- Assigned task -
Using the data that follows, output only the lines from the line with "Indicate every instance of the yellow" up to and including the line with "Target: yellow autumn leaf", exactly, leaving pictures aside.

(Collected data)
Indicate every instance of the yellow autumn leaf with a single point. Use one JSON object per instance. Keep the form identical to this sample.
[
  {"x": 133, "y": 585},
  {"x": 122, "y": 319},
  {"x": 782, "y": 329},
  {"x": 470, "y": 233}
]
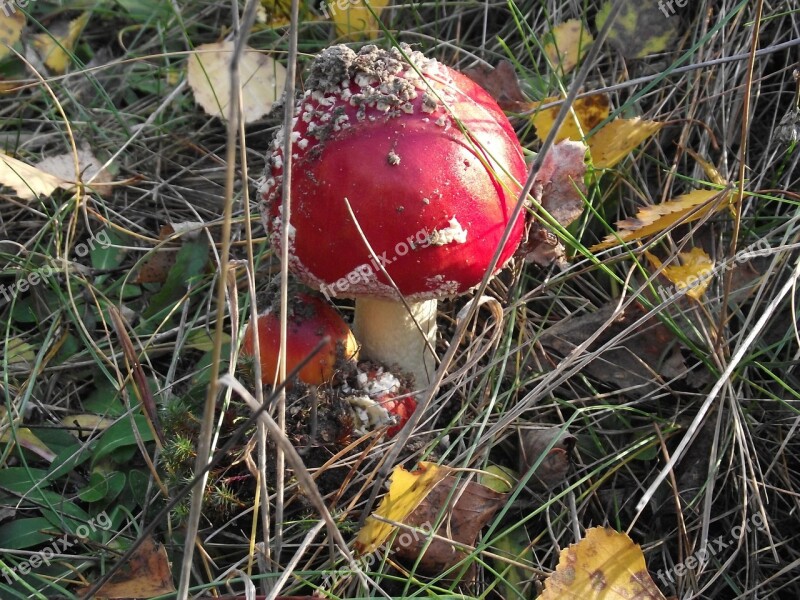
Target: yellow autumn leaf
--
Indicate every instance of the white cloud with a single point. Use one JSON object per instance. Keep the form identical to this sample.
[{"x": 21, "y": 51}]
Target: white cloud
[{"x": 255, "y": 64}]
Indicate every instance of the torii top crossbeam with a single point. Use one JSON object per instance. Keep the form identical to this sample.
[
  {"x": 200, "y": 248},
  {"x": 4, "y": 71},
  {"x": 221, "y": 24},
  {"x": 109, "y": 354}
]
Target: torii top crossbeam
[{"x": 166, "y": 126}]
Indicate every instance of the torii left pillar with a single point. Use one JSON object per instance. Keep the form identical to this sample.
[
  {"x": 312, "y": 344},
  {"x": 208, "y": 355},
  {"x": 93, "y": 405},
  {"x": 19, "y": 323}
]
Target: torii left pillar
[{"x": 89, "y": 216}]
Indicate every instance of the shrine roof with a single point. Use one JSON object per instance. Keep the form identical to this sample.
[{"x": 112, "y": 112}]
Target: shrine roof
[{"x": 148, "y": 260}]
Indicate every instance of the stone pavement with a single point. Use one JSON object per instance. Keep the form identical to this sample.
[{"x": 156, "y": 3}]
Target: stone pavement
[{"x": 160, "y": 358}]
==
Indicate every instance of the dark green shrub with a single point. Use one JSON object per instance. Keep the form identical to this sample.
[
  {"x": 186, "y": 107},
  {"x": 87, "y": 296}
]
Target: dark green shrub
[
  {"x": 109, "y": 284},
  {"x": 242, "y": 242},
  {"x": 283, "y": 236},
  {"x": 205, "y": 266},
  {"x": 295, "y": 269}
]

- Answer space -
Indicate every instance of the yellow autumn leaf with a single point. Use one JSON object per instance. Keep the form identical to this sample.
[
  {"x": 133, "y": 585},
  {"x": 122, "y": 319},
  {"x": 782, "y": 329},
  {"x": 470, "y": 233}
]
Target: yellow autumn leaf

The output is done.